EXERCISE REQUIREMENTS »
Give back only the lines from the one with "Place one dot per instance of the window" through the last line of the data, exactly as they appear.

Dataset items »
..........
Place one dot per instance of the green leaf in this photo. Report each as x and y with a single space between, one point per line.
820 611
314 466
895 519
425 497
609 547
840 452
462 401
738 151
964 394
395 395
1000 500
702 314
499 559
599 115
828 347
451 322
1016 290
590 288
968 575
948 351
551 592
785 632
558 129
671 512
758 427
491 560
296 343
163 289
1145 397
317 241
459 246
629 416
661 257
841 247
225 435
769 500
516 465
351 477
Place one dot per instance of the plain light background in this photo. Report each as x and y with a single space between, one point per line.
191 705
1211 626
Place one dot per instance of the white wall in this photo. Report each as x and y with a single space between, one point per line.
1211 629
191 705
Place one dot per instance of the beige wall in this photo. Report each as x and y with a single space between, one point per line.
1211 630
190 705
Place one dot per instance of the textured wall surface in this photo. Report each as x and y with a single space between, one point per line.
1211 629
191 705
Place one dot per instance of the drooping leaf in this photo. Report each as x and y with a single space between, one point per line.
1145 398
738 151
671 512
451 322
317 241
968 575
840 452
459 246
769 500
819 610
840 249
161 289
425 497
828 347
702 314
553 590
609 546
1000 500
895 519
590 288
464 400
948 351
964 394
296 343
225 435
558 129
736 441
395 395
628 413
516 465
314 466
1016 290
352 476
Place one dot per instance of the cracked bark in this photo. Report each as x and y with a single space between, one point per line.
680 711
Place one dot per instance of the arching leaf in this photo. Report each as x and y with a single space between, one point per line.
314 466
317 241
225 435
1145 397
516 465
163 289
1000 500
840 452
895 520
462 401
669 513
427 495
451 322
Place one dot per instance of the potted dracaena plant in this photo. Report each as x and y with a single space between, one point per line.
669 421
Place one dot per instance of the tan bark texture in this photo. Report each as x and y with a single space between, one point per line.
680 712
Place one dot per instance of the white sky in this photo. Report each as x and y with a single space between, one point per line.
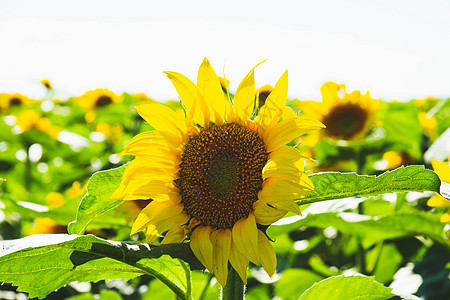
395 49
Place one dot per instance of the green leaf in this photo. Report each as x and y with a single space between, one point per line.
347 288
372 230
98 199
335 185
294 282
40 264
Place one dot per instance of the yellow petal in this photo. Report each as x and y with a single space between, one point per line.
443 170
275 102
245 238
155 212
283 160
162 118
265 214
221 241
209 87
438 201
174 235
239 262
244 98
267 254
289 129
202 247
190 97
445 218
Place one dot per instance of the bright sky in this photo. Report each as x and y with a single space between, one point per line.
395 49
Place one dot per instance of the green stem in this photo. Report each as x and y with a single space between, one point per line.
234 289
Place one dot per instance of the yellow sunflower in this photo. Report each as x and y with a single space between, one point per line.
442 168
346 116
9 101
262 93
98 98
216 174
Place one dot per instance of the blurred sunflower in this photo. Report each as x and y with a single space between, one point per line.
9 101
216 175
442 168
47 84
346 116
93 100
31 120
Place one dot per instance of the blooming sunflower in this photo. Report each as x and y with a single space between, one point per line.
346 116
216 174
442 168
98 98
9 101
262 93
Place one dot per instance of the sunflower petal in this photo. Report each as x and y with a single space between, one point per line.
190 97
239 262
244 98
274 102
283 160
174 235
155 212
267 254
438 201
221 241
245 238
162 118
266 214
209 87
202 247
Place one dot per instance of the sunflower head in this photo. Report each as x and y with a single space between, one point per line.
346 116
218 171
12 101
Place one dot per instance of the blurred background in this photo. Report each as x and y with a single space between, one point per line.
395 49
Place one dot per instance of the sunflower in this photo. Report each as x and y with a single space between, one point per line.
219 175
96 99
9 101
262 93
346 116
442 168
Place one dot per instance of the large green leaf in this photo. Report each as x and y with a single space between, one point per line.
290 286
335 185
347 288
372 230
98 199
40 264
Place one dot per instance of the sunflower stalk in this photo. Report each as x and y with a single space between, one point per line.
234 289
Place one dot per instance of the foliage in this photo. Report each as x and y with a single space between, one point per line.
59 179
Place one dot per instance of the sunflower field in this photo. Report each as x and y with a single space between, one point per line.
223 193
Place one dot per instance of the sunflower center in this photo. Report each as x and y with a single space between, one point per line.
221 174
346 121
15 102
103 101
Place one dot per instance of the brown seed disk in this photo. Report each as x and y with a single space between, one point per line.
221 174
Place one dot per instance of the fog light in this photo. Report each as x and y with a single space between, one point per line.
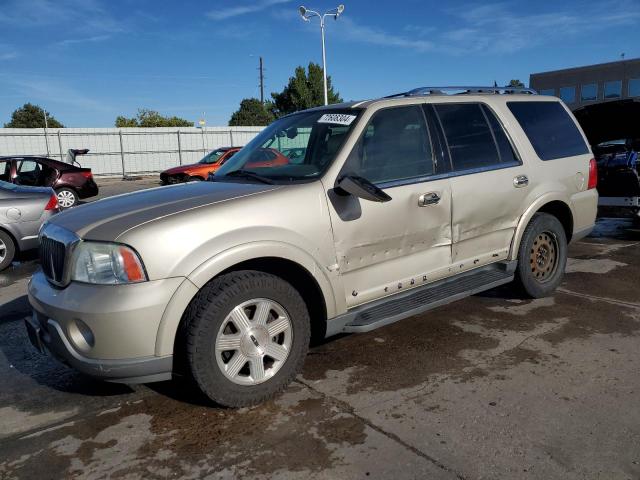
81 335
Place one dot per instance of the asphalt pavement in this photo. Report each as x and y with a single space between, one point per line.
493 386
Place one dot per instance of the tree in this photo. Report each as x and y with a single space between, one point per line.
304 90
251 112
150 118
31 116
515 84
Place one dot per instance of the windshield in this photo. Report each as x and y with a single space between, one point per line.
213 157
296 147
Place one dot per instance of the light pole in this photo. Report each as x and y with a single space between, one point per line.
307 15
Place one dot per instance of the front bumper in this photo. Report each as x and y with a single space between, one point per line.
106 331
50 338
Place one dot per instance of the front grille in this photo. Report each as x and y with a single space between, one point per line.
52 258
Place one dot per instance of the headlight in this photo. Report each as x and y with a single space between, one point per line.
107 264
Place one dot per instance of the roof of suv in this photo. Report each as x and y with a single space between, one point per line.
469 93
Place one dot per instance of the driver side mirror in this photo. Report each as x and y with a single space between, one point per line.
362 188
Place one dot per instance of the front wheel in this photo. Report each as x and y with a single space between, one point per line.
542 256
67 198
247 337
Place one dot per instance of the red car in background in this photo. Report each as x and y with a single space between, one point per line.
265 157
70 182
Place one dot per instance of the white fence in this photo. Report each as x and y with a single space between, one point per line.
125 151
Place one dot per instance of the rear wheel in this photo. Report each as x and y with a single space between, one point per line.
7 250
542 256
247 337
67 197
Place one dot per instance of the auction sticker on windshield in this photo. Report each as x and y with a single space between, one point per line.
337 118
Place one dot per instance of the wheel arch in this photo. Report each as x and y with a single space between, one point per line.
12 236
285 261
553 204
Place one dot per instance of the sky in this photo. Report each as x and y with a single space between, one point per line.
88 61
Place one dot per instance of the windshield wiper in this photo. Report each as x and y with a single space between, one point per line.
249 174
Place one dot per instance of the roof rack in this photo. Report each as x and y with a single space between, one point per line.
463 90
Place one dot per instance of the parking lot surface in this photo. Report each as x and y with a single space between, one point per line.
493 386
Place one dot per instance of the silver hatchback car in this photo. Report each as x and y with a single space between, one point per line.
398 205
23 210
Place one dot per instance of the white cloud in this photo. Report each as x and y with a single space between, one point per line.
505 28
244 9
375 36
7 52
73 41
76 15
53 92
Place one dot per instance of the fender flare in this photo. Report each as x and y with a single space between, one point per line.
526 217
227 259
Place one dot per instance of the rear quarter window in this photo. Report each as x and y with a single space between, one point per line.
551 131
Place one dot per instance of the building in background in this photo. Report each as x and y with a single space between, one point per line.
591 84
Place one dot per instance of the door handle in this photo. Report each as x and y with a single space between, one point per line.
520 181
426 199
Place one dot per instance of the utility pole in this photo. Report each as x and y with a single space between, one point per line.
307 15
261 81
46 126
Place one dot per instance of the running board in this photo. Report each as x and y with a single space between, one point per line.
421 299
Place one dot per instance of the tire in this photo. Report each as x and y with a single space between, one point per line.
542 256
212 321
7 250
67 198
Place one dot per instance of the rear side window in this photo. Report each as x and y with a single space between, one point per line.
395 146
550 129
474 136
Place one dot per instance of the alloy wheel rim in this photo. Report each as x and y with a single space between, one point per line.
543 257
66 199
254 341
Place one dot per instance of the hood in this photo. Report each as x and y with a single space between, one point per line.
109 218
182 168
615 120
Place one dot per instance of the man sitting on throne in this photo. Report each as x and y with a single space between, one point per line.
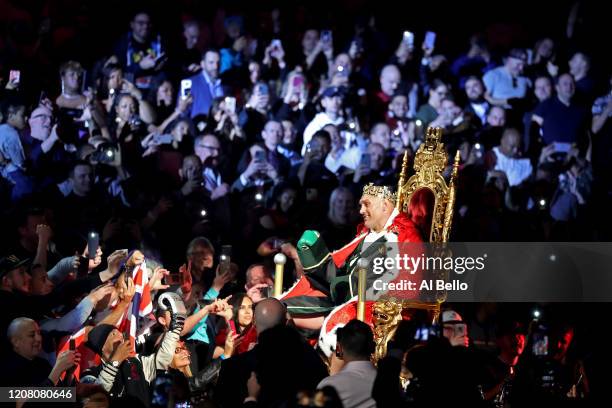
329 284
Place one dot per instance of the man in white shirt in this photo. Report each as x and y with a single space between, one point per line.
354 382
331 100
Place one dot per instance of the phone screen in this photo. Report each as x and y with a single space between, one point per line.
93 240
430 40
185 88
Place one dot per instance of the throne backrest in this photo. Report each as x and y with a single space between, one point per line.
429 164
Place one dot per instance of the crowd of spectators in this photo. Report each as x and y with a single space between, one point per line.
230 136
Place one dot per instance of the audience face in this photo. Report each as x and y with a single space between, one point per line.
309 41
436 95
201 257
512 343
287 199
192 168
374 211
272 135
381 134
165 94
208 149
27 341
17 279
377 156
126 108
578 65
510 143
17 119
542 88
141 27
115 79
289 133
565 87
82 180
245 313
257 275
474 90
40 284
545 48
332 105
191 33
71 80
40 123
496 117
341 207
319 148
457 334
390 78
515 66
182 357
210 64
399 106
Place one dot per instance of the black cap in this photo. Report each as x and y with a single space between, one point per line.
97 337
10 263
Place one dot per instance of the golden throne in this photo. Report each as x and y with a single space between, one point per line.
430 162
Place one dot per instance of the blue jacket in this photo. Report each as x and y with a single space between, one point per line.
202 96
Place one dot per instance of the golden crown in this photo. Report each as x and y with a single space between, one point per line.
379 191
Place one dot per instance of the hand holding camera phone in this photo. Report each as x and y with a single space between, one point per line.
408 39
230 104
185 88
430 40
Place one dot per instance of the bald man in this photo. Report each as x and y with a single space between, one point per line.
22 366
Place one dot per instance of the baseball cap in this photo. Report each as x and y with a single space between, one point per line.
10 263
450 317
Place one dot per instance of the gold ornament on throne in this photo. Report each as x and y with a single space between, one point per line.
430 162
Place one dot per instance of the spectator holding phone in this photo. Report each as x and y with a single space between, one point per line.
331 101
559 117
140 51
206 85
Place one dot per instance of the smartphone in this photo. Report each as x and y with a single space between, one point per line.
266 291
326 36
163 139
260 156
562 147
226 253
298 80
408 39
185 88
430 40
83 268
93 240
230 104
15 76
174 279
365 160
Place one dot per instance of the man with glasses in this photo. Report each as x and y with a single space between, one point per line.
506 84
140 51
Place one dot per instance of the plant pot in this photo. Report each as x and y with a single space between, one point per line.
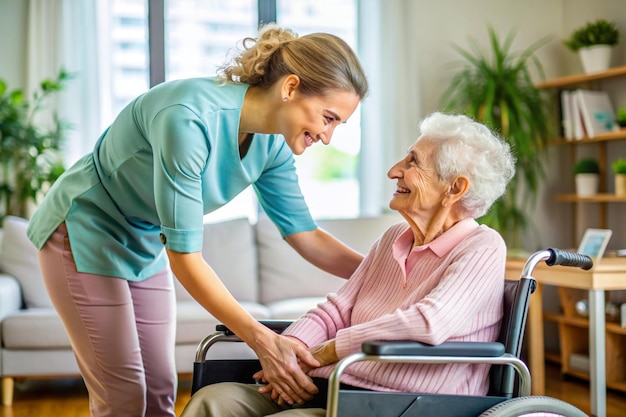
595 58
620 184
587 184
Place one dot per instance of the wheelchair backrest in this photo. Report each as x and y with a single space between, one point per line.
515 310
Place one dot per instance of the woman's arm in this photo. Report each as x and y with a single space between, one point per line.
326 252
279 355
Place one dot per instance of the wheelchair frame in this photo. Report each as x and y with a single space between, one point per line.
359 403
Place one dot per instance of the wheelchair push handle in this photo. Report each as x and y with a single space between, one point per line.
554 256
565 258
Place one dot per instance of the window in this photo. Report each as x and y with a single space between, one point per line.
197 36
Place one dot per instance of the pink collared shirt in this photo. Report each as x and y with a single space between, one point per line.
450 289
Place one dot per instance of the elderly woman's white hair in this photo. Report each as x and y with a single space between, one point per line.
466 147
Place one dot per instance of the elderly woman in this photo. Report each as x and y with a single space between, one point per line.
438 277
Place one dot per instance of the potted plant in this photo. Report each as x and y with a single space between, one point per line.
594 43
621 117
30 158
586 176
619 169
495 88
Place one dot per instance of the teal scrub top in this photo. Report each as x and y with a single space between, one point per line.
171 156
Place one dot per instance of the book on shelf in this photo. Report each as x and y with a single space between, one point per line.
567 123
596 112
578 131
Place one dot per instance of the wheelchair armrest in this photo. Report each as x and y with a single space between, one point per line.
278 326
406 348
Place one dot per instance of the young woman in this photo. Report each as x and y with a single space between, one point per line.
117 223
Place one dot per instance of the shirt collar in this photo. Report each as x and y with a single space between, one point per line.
442 244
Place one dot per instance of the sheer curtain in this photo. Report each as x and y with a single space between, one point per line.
392 109
64 34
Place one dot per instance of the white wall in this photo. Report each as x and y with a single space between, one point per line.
..........
SOLUTION »
Place one dot per instance of the window in this photo. Report each as x and y with a single space between, one point per line.
197 36
Place one dot per instance of the pink collared shirt in this photo. Report each as x and y with a single space between, one point per line.
450 289
Place one dot per instance of the elderly woman's white hair in this photo. Report each as x and y with a single space between, one point per line.
466 147
Place one dot per instance of the elderly woman in this photo. Report each as x and y with a single space between, one point per line.
438 277
Place one dot per instance of the potted plant in this photo. Report each as x and y with a single space between, one point per line.
594 43
621 117
30 158
586 176
619 169
495 88
Place one dot per instance of the teal scrub top in this photo. Report each as x and y with a single space between, one point per line.
171 156
Place one dot per instance of the book on shelf in this photo. Report each as x and y with a single space between, one point per line.
567 123
596 112
578 131
Place one dot per instance of the wheelchair armrest in this photo. Report each as x and y with a single space between, one point per line.
278 326
406 348
Place one dot per instance of the young woman in this photo. Report each as x and y with a single space between, one point per line.
117 223
Place one dot per instance of the shirt collar in this photo. Report each as x and y with a single space between, one point per line.
442 244
Place one dot per instance of the sheer curtain in this photo. Report each as x and y with a single space between, one point per line.
392 109
64 34
Place one dot per instance of the white wall in this photo. Report each as x and y with a single space between, one point per line.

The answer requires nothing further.